### Exercise passage

++++++++

On the world stage, Al-Qarawiyyin played, in medieval times, a leading role in the cultural exchange and transfer of knowledge between Muslims and Europeans. Pioneer scholars include Ibn Maymun (Maimonids, (1135-1204), who was taught at Al-Qarawiyyin by Abdul Arab Ibn Muwashah. The famous Al-Idrissi (d.1166 CE) is said to have settled in Fez for a considerable period of time, suggesting that he must have worked or studied at Al-Qarawiyyin. Sources also list a number of peers, such as Ibn Al-'Arabi (1165-1240 CE), Ibn Khaldun (1332-1395 CE), Ibn Al-Khatib, Alpetragius, Al-Bitruji, Ibn Harazim, and Ibn Wazzan, all of whom are said to have taught in Al-Qarawiyyin. Some historic accounts also spoke of Ibn Zuhr (d.1131 CE) spending a great deal of time travelling between Andalusia, Fes and Marrakech.

Among Christian witnesses of the contribution of Al-Qarawiyyin is Gerbert of Aurillac (930-1003), famously known as Pope Sylvester II, who is credited with introducing the use of zero and Arabic numerals to Europe, and who studied at Al-Qarawiyyin. More recently the Belgian Nichola Louvain settled in Fes in 1540 and studied Arabic at Al-Qarawayyin, to be followed later by the Deutch Golius who also studied Arabic there.

++++++++

### Exercise brief
From the text on Al-Qarawiyyin, list every scholar named in the group of peers that sources say taught there.

### Extracted data
++++++++

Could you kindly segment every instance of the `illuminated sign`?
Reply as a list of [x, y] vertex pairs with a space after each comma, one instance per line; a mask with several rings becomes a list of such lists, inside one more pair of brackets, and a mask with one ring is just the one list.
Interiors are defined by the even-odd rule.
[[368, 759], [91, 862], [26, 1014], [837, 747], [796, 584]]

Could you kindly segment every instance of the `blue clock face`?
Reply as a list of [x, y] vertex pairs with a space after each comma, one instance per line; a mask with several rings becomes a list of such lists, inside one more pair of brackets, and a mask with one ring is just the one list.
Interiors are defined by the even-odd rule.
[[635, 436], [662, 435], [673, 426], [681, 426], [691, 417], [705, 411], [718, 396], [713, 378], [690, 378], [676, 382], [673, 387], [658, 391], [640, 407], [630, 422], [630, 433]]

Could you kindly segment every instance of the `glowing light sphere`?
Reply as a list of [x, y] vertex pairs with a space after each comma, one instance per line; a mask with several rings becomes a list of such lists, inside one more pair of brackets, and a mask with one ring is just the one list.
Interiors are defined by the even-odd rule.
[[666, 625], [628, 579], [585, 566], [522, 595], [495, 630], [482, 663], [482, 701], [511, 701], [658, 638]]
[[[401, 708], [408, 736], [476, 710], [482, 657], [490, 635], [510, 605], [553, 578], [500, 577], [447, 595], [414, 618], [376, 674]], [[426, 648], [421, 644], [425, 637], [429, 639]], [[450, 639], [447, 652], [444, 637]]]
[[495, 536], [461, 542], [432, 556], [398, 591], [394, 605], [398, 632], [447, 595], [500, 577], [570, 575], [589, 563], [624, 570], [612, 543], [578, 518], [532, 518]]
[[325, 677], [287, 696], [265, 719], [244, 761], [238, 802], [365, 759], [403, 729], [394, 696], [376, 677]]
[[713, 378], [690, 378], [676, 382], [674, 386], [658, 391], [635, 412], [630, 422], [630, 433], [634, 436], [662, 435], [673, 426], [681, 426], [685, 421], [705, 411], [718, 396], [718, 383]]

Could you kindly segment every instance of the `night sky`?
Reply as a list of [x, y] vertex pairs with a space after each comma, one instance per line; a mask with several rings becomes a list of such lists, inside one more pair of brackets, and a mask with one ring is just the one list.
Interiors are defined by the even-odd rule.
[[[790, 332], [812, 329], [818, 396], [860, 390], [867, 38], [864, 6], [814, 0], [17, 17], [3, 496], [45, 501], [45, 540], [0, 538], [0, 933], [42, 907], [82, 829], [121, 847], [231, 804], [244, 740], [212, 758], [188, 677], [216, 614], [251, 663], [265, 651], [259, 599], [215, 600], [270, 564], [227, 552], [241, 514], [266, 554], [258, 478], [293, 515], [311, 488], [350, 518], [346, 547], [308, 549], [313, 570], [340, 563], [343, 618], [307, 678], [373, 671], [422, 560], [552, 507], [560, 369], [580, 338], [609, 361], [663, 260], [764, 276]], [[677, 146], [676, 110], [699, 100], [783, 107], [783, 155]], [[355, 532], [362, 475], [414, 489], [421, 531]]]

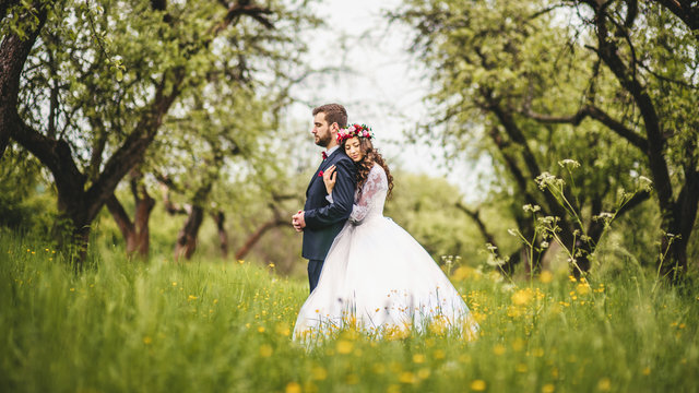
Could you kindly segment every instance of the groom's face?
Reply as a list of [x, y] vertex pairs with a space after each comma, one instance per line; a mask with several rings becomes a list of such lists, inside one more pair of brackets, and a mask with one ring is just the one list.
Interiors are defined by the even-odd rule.
[[316, 139], [316, 144], [319, 146], [327, 147], [332, 141], [332, 124], [328, 124], [325, 120], [325, 114], [318, 112], [316, 117], [313, 117], [313, 138]]

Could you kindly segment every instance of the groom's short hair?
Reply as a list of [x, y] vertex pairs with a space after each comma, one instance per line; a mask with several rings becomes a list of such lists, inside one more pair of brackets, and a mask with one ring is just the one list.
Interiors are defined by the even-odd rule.
[[347, 127], [347, 111], [342, 105], [325, 104], [313, 109], [313, 116], [320, 112], [325, 114], [325, 121], [328, 121], [328, 124], [336, 122], [340, 128]]

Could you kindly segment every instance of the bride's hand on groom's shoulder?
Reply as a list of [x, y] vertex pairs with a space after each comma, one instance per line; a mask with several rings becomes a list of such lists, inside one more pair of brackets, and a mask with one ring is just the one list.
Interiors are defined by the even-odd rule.
[[337, 181], [337, 172], [335, 172], [336, 168], [336, 166], [331, 165], [330, 168], [323, 171], [323, 182], [325, 183], [325, 191], [328, 191], [328, 194], [332, 193], [332, 189], [335, 187], [335, 181]]
[[298, 211], [298, 213], [292, 216], [292, 225], [294, 226], [294, 229], [296, 229], [296, 231], [304, 231], [304, 227], [306, 226], [304, 213], [304, 211]]

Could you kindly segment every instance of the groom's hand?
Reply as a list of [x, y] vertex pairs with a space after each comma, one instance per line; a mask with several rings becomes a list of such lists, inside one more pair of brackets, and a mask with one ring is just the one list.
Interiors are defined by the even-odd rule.
[[298, 211], [298, 213], [292, 216], [292, 225], [294, 225], [294, 229], [296, 231], [303, 231], [306, 227], [306, 221], [304, 219], [304, 211]]

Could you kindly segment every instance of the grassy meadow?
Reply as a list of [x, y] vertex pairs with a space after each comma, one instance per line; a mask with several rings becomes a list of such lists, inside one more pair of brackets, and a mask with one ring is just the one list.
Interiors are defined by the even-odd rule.
[[292, 341], [307, 283], [240, 261], [66, 257], [0, 239], [2, 392], [692, 392], [699, 291], [652, 275], [516, 284], [454, 266], [481, 323], [370, 341]]

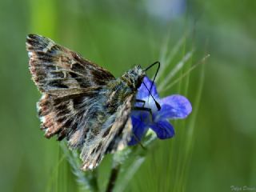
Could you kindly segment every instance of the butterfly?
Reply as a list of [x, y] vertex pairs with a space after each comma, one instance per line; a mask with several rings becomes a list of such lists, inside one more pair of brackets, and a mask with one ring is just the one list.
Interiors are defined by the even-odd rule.
[[123, 149], [132, 135], [130, 113], [146, 69], [135, 66], [115, 78], [50, 38], [29, 34], [26, 44], [32, 79], [42, 94], [37, 109], [45, 136], [66, 138], [71, 150], [79, 150], [83, 170]]

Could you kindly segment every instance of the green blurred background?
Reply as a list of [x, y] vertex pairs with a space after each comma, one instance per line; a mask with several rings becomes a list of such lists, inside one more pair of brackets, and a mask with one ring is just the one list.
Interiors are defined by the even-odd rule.
[[[57, 142], [39, 130], [40, 94], [30, 80], [25, 49], [30, 33], [81, 53], [116, 77], [134, 64], [158, 60], [167, 39], [170, 50], [186, 39], [174, 66], [191, 47], [190, 65], [210, 53], [200, 105], [193, 106], [198, 113], [185, 178], [166, 167], [169, 148], [178, 146], [175, 154], [182, 151], [181, 132], [189, 131], [176, 126], [173, 139], [157, 141], [148, 151], [126, 191], [256, 187], [255, 11], [254, 0], [0, 0], [0, 190], [79, 191]], [[202, 69], [190, 73], [188, 91], [182, 92], [192, 103]], [[108, 158], [102, 166], [110, 166]], [[178, 182], [182, 189], [174, 190]]]

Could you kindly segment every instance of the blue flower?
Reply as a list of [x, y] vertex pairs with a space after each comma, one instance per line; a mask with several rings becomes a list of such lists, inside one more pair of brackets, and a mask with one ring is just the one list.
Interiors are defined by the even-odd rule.
[[[143, 82], [148, 89], [150, 88], [152, 81], [147, 77], [144, 78]], [[174, 135], [174, 129], [169, 122], [169, 119], [185, 118], [192, 111], [191, 104], [187, 98], [178, 94], [160, 98], [156, 86], [153, 84], [150, 93], [161, 106], [161, 110], [158, 110], [144, 84], [142, 83], [139, 87], [136, 98], [145, 101], [145, 104], [136, 102], [135, 107], [150, 108], [152, 114], [144, 110], [132, 111], [134, 135], [129, 142], [130, 146], [137, 144], [149, 128], [153, 130], [160, 139], [172, 138]]]

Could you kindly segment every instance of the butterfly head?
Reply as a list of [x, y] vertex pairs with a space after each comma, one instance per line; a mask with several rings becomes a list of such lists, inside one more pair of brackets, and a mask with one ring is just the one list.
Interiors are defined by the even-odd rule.
[[143, 70], [141, 66], [135, 66], [134, 68], [126, 72], [122, 75], [122, 78], [132, 90], [137, 90], [142, 83], [145, 76], [145, 70]]

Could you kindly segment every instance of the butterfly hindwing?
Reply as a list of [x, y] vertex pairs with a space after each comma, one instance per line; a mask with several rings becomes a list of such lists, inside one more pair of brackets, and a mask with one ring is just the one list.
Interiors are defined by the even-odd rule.
[[[105, 154], [122, 150], [126, 146], [132, 133], [130, 114], [133, 96], [127, 98], [117, 112], [109, 117], [100, 132], [94, 135], [93, 140], [90, 139], [90, 135], [87, 136], [80, 154], [83, 161], [82, 170], [95, 168]], [[118, 138], [121, 139], [115, 140]]]
[[26, 49], [32, 78], [42, 93], [38, 111], [46, 138], [66, 138], [71, 149], [81, 150], [84, 170], [95, 168], [104, 154], [127, 145], [137, 85], [129, 75], [134, 78], [137, 72], [117, 80], [101, 66], [40, 35], [28, 35]]

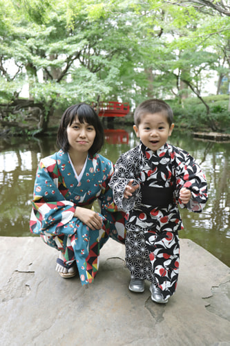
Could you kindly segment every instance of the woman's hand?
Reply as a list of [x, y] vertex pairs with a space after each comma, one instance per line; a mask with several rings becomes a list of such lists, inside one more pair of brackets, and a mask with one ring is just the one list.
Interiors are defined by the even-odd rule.
[[99, 230], [102, 227], [102, 217], [91, 209], [76, 207], [74, 216], [93, 230]]
[[182, 188], [180, 191], [180, 199], [182, 202], [183, 204], [186, 204], [189, 202], [191, 196], [191, 192], [190, 190]]
[[133, 179], [131, 179], [130, 181], [128, 181], [128, 184], [126, 186], [126, 188], [124, 190], [124, 197], [126, 199], [128, 199], [131, 196], [132, 196], [133, 192], [135, 191], [138, 188], [140, 187], [139, 184], [135, 185], [133, 186], [132, 183], [133, 182]]

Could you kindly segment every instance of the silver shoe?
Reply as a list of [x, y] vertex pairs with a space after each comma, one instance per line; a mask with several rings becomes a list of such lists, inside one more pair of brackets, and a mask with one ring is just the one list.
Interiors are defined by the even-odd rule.
[[164, 299], [161, 290], [156, 287], [153, 284], [151, 284], [149, 287], [149, 291], [151, 293], [151, 300], [159, 304], [166, 304], [168, 302], [168, 299]]
[[132, 292], [142, 293], [144, 291], [144, 280], [143, 279], [131, 279], [129, 282], [128, 289]]

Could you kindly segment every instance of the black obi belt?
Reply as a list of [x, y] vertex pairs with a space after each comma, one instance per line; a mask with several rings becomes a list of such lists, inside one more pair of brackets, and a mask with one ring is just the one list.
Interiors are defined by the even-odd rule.
[[173, 202], [173, 186], [170, 188], [153, 188], [153, 186], [141, 186], [142, 195], [142, 203], [152, 206], [153, 208], [167, 208]]

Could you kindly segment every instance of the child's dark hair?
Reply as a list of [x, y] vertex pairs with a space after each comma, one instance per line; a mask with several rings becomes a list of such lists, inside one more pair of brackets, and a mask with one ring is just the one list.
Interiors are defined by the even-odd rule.
[[71, 125], [77, 116], [79, 121], [82, 124], [87, 122], [93, 125], [96, 131], [96, 136], [93, 145], [89, 149], [90, 155], [99, 152], [104, 145], [104, 129], [100, 119], [93, 107], [86, 103], [79, 103], [70, 106], [64, 111], [57, 130], [57, 144], [65, 152], [70, 148], [67, 136], [67, 127]]
[[166, 118], [169, 127], [173, 122], [173, 113], [171, 107], [162, 100], [151, 98], [144, 101], [139, 104], [134, 112], [134, 123], [138, 127], [144, 114], [155, 113], [164, 113]]

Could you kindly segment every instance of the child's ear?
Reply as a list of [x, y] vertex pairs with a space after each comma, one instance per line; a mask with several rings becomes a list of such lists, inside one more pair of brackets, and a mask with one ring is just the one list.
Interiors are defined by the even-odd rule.
[[139, 136], [139, 131], [138, 131], [138, 127], [136, 125], [133, 125], [133, 129], [135, 131], [135, 133], [136, 134], [137, 137], [140, 137]]
[[174, 129], [174, 124], [172, 124], [169, 128], [169, 136], [171, 136], [172, 134], [172, 132], [173, 132], [173, 129]]

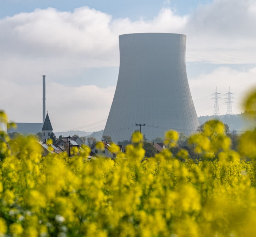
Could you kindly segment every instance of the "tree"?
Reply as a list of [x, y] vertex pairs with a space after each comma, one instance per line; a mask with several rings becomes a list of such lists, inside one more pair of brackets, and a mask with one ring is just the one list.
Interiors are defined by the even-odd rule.
[[[208, 121], [206, 121], [205, 123], [204, 123], [202, 124], [199, 125], [197, 128], [196, 129], [196, 131], [199, 132], [203, 132], [204, 131], [204, 126], [205, 126], [206, 123], [208, 122], [209, 121], [213, 121], [213, 120], [208, 120]], [[218, 121], [218, 120], [217, 120]], [[222, 123], [222, 122], [221, 123]], [[223, 123], [224, 125], [224, 127], [225, 129], [225, 134], [226, 135], [227, 135], [229, 133], [229, 125], [226, 124], [224, 124]]]
[[188, 137], [182, 132], [179, 133], [179, 139], [178, 140], [178, 145], [180, 147], [184, 147], [187, 144]]
[[53, 144], [54, 144], [58, 141], [58, 139], [57, 138], [54, 132], [51, 133], [50, 134], [50, 138], [52, 140]]
[[86, 137], [80, 137], [80, 139], [82, 140], [83, 143], [84, 144], [85, 144], [86, 143]]
[[103, 141], [106, 142], [112, 142], [112, 138], [110, 136], [105, 135], [102, 136]]
[[151, 143], [145, 142], [143, 144], [143, 148], [145, 150], [146, 157], [154, 156], [157, 153], [157, 150]]
[[155, 139], [153, 139], [151, 141], [152, 142], [156, 142], [159, 143], [162, 143], [163, 142], [163, 139], [160, 137], [156, 137]]
[[125, 147], [127, 145], [128, 145], [129, 144], [132, 144], [132, 141], [131, 140], [131, 139], [129, 140], [124, 140], [124, 141], [118, 141], [117, 143], [117, 145], [123, 145]]
[[9, 132], [8, 133], [8, 136], [10, 138], [10, 139], [13, 140], [15, 139], [16, 138], [17, 138], [17, 137], [18, 137], [19, 136], [20, 136], [20, 133], [19, 132], [13, 132], [12, 133]]
[[88, 144], [88, 145], [90, 147], [92, 147], [94, 145], [96, 144], [97, 141], [95, 137], [90, 137], [87, 138], [87, 143]]

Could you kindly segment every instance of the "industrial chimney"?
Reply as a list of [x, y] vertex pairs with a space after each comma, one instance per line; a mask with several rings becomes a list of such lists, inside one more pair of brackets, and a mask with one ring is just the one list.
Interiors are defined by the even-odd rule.
[[43, 75], [43, 123], [45, 119], [45, 77]]
[[165, 33], [119, 36], [118, 80], [103, 135], [117, 143], [129, 140], [140, 128], [150, 141], [171, 129], [187, 135], [196, 132], [199, 123], [186, 71], [186, 38]]

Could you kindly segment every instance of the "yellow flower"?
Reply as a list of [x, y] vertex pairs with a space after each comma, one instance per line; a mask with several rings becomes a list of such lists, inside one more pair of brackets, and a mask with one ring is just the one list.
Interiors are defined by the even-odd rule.
[[15, 235], [19, 235], [23, 232], [23, 228], [21, 225], [19, 223], [11, 224], [9, 228], [11, 233]]

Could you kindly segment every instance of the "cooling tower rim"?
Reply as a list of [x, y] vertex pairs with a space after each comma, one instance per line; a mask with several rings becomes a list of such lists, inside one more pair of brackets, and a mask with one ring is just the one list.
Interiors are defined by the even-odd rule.
[[144, 32], [143, 33], [131, 33], [127, 34], [123, 34], [122, 35], [120, 35], [119, 36], [123, 36], [125, 35], [143, 35], [143, 34], [152, 34], [152, 35], [184, 35], [185, 36], [187, 36], [186, 35], [184, 34], [179, 34], [176, 33], [162, 33], [162, 32]]

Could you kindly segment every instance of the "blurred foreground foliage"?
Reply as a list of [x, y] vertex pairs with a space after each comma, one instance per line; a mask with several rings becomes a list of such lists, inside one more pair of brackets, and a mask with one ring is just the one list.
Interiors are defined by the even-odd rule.
[[195, 160], [186, 150], [172, 152], [179, 139], [174, 131], [166, 134], [166, 149], [146, 158], [143, 136], [136, 132], [125, 153], [112, 145], [114, 160], [87, 160], [85, 146], [79, 156], [42, 158], [33, 136], [19, 136], [11, 155], [1, 132], [0, 236], [256, 233], [256, 130], [243, 134], [235, 151], [224, 125], [209, 121], [189, 138]]

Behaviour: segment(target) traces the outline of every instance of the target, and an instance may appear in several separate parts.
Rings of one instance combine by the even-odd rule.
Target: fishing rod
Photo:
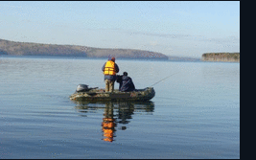
[[[158,82],[160,82],[160,81],[162,81],[162,80],[166,80],[167,78],[170,78],[171,76],[174,76],[174,75],[175,75],[175,74],[177,74],[177,73],[178,73],[178,72],[176,72],[176,73],[175,73],[175,74],[173,74],[173,75],[170,75],[170,76],[168,76],[168,77],[166,77],[166,78],[164,78],[164,79],[160,80],[159,81],[157,81],[157,82],[153,83],[153,84],[152,84],[152,85],[151,85],[151,86],[153,86],[153,85],[157,84]],[[150,86],[150,87],[151,87],[151,86]]]

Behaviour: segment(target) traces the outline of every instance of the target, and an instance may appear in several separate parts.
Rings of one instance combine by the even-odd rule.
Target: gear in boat
[[[86,84],[79,84],[70,100],[74,101],[149,101],[155,95],[153,87],[136,89],[130,92],[121,92],[115,89],[113,92],[105,92],[104,88],[88,87]]]

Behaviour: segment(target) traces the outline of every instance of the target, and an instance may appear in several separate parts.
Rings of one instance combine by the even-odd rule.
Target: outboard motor
[[[86,84],[79,84],[78,86],[77,86],[77,92],[86,92],[86,91],[88,91],[89,90],[89,88],[88,88],[88,85],[86,85]]]

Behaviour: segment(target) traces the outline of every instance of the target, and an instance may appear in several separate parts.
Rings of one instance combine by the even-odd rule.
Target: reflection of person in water
[[[104,141],[112,142],[114,139],[115,130],[115,119],[113,118],[113,103],[112,102],[105,103],[105,118],[103,118],[103,132],[104,132]]]
[[[118,103],[118,120],[117,123],[119,124],[128,124],[129,121],[128,119],[132,119],[131,115],[133,114],[134,111],[134,104],[128,102],[120,102]],[[125,130],[127,127],[122,126],[121,129]]]

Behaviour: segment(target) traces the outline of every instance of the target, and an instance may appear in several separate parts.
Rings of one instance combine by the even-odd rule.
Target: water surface
[[[148,103],[70,101],[105,62],[0,57],[0,157],[240,158],[240,63],[116,59],[138,89],[173,76]]]

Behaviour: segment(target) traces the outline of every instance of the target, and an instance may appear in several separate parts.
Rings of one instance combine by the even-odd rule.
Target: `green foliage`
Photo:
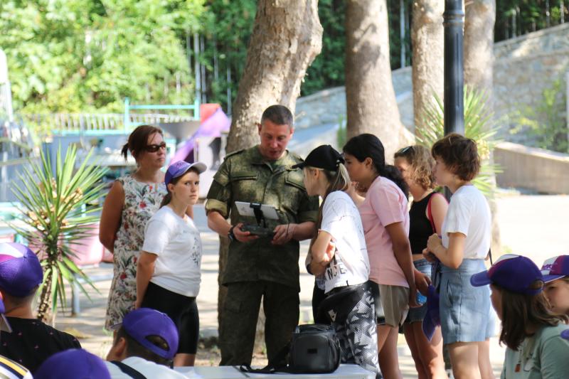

++++++++

### Response box
Ibn Al-'Arabi, Ibn Khaldun, Ibn Al-Khatib, Alpetragius, Al-Bitruji, Ibn Harazim, Ibn Wazzan